При таком отношении к исторически сложившемуся учению о естественном праве должно было принять характер революционный. В частности оно послужило оправданием и лозунгом французской революции, восставшей против королевского деспотизма и против феодально-аристократического строя во имя "прирожденных прав человека". Теоретической формулой для этого революционного движения послужили некоторые мысли и изречения Руссо, который довел учение естественной школы до крайних ее последствий. Сопоставляя идеал естественного права с окружающей его действительностью, Руссо пришел к полному и всестороннему осуждению последней. По природе, учил он, человек рождается свободным; между тем, мы видим его повсюду в оковах. По природе все люди равны; между тем контраст богатства и нищеты составляет явление повсеместное; по природе все люди братья; между тем - мы всюду можем наблюдать ожесточенную борьбу сословий. Словом, в учении Руссо можно найти все элементы знаменитой формулы "свобода, равенство и братство", послужившей лозунгом французской революции.
Попытка французской революции пересоздать исторически сложившееся на началах разума вызвала в начале XIX века повсеместную реакцию, которая нашла себе выражение как в действительной жизни, так и в философии. Представительницей этой реакции в философии права явилась историческая школа, зародившаяся в Германии в начале XIX столетия.
Виднейший из представителей этой школы - Савиньи - восстал прежде всего против того отрицательного отношения к историческому прошлому, которое отличало естественную школу. Между тем как теоретики, вроде Руссо, рассматривали все современное им и предшествовавшее законодательство, как проявление человеческого неразумия, эгоизма и произвола. Савиньи совершенно основательно стал доказывать, что положительное право вовсе не есть произвольное установление людей, искусственное изобретение законодателя: положительное право составляет необходимый результат постепенного закономерного процесса исторического развития; право каждого народа представляет собою исторически необходимое выражение его самосознания, народного духа на той или другой ступени его развития. С этой точки зрения Савиньи восстает против всяких попыток вывести a priori из человеческого разума такой кодекс права, который был бы годен для всех времен и для всех народов. По учению исторической школы не существует права вечного, универсального; право во всем его составе есть продукт истории.
Словом, Савиньи положил прочное основание тому историческому пониманию права, которое господствует и в наши дни. Точка зрения исторической школы в наше время подверглась существенной переработке: многое из того, что учил Савиньи о происхождении права, теперь совершенно оставлено; в дальнейшем изложении нам еще предстоит познакомиться с главнейшими особенностями этого учения, игравшего столь важную роль в правоведении и в частности - в философии права XIX столетия; пока же нас интересует одна только черта этого учения, которая получила дальнейшее развитие в эволюционной философии наших дней и перешла к большинству юристов нашего времени - исключительно историческое воззрение на право и отрицательное отношение к праву естественному. Нам предстоит разобрать здесь те доводы, которые приводятся в настоящее время за и против естественного права И, таким образом, решить вопрос, поставленный в начале настоящего отдела, существует ли естественное право или нет другого права, кроме права положительного, и, если естественное право существует, то каковы его требования, таково его отношение к эволюции права?

= = =

КОРОТКОЕ ЗАДАНИЕ 1
Выпишите из данных ниже все строки, в которых встречается слово "shorts", с учетом регистра букв.

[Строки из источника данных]
= = =

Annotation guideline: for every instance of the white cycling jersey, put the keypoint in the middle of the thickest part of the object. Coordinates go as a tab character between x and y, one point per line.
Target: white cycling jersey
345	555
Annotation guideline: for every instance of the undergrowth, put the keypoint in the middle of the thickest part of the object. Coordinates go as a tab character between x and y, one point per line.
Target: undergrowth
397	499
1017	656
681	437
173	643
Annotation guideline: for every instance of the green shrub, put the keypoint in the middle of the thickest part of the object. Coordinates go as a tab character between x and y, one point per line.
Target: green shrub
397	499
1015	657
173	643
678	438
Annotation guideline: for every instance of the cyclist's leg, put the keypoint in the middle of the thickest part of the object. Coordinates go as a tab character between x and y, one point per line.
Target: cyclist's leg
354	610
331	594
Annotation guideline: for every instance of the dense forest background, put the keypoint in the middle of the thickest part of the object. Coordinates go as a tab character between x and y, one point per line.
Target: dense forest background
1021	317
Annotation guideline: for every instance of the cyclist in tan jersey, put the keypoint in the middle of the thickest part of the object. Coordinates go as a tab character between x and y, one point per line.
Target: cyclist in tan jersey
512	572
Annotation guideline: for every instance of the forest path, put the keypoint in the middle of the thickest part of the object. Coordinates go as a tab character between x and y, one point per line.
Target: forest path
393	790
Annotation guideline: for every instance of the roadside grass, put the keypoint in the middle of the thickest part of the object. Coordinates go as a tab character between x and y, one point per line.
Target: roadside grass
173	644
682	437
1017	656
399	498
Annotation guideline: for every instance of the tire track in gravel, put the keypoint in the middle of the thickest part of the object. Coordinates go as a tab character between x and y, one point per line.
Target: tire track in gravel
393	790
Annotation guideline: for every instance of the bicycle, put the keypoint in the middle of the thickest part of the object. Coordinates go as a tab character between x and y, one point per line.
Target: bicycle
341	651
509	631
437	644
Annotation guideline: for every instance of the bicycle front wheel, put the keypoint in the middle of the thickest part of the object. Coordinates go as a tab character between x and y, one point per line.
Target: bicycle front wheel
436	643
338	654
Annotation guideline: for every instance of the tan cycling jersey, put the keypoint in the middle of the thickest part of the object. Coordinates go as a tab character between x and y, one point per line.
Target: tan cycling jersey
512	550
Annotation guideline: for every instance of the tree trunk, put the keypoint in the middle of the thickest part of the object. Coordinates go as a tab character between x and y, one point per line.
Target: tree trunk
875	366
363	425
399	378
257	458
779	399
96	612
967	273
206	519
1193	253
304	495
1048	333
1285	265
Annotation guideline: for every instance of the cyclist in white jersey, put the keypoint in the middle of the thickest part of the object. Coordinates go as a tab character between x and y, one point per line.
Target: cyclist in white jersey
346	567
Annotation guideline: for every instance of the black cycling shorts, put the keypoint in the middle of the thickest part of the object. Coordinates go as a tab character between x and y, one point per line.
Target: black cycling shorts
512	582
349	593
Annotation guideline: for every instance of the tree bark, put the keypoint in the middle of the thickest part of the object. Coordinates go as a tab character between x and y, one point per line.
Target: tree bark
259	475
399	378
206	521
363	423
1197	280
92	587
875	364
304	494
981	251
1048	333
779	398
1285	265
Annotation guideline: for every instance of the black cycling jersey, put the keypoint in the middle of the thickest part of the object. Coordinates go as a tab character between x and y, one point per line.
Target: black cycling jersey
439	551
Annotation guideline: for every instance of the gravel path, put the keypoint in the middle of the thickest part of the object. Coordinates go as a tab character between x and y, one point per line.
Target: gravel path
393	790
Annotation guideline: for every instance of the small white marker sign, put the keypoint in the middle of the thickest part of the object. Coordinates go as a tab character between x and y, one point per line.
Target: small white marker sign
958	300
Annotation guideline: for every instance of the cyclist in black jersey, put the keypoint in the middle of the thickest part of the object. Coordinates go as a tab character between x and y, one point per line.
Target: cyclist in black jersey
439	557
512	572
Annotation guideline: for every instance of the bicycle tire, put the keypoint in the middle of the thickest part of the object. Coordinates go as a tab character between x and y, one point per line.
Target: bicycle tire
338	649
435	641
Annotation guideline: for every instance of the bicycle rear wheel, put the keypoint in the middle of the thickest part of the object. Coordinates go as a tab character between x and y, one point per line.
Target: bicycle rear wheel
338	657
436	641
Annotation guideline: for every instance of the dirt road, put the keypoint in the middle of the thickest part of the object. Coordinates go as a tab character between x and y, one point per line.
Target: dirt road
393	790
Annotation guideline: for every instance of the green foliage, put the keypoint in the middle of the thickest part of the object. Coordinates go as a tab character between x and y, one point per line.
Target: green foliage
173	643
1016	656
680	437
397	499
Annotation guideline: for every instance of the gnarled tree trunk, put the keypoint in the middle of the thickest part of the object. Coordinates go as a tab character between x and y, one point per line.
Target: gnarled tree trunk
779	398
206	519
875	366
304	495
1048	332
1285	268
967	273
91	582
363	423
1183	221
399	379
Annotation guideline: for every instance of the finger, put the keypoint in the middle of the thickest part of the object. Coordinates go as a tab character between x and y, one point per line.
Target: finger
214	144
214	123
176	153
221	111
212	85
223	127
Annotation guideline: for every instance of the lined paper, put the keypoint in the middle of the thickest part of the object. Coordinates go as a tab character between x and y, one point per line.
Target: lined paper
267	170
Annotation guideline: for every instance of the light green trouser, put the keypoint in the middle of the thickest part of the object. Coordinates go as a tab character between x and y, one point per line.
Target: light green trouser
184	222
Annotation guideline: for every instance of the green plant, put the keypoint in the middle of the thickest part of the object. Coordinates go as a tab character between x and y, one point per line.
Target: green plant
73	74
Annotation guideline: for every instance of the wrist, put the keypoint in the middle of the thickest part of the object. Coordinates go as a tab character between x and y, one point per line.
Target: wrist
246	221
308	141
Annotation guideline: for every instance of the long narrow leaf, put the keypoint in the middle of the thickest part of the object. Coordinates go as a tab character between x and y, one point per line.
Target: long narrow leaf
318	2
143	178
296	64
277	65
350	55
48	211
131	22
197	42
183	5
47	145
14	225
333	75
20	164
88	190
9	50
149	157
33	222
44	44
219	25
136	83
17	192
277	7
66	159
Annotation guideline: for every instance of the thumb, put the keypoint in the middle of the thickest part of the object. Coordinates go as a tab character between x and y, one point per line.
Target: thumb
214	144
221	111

= = =

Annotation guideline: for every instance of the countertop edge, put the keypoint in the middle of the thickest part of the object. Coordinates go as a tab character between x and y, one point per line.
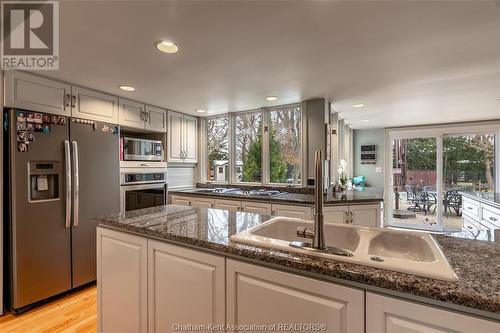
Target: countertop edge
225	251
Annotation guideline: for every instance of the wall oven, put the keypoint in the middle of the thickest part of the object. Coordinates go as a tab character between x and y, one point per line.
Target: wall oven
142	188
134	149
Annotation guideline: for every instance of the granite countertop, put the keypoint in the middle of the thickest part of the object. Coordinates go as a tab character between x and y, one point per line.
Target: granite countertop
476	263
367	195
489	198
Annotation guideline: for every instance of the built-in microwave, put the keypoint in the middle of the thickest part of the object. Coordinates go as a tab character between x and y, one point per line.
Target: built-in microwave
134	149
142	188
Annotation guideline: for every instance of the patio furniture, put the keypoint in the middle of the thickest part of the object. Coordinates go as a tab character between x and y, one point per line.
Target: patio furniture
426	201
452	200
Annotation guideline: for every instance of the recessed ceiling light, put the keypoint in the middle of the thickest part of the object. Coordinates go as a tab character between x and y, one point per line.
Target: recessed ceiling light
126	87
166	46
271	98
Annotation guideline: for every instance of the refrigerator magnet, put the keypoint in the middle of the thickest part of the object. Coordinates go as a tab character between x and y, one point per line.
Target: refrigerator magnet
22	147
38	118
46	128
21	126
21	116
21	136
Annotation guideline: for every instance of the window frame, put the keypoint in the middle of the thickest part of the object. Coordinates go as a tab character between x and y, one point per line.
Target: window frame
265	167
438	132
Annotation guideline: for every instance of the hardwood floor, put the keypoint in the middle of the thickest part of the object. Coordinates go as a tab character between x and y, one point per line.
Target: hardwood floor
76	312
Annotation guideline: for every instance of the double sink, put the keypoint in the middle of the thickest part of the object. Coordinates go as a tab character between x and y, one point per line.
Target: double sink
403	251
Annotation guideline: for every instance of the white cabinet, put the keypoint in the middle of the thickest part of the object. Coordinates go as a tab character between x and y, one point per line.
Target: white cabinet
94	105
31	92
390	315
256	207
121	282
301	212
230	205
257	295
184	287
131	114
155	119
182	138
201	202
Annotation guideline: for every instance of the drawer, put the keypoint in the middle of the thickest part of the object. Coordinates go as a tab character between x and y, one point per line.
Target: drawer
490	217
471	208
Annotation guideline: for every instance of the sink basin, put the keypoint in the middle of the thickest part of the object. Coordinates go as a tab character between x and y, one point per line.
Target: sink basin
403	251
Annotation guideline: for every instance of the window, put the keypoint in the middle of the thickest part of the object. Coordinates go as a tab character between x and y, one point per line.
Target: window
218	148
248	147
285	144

= = =

КОРОТКОЕ ЗАДАНИЕ 2
Перечислите все составляющие формулы, которую текст о естественном праве называет лозунгом французской революции.

ПИСЬМЕННЫЙ ОТВЕТ 1
Annotation guideline: for every instance of the black cycling shorts, put the keypoint in the middle of the thickest part of the object. Coordinates go as a tab character between x and y, one point per line.
Target: black cycling shorts

ПИСЬМЕННЫЙ ОТВЕТ 2
Свобода, равенство, братство.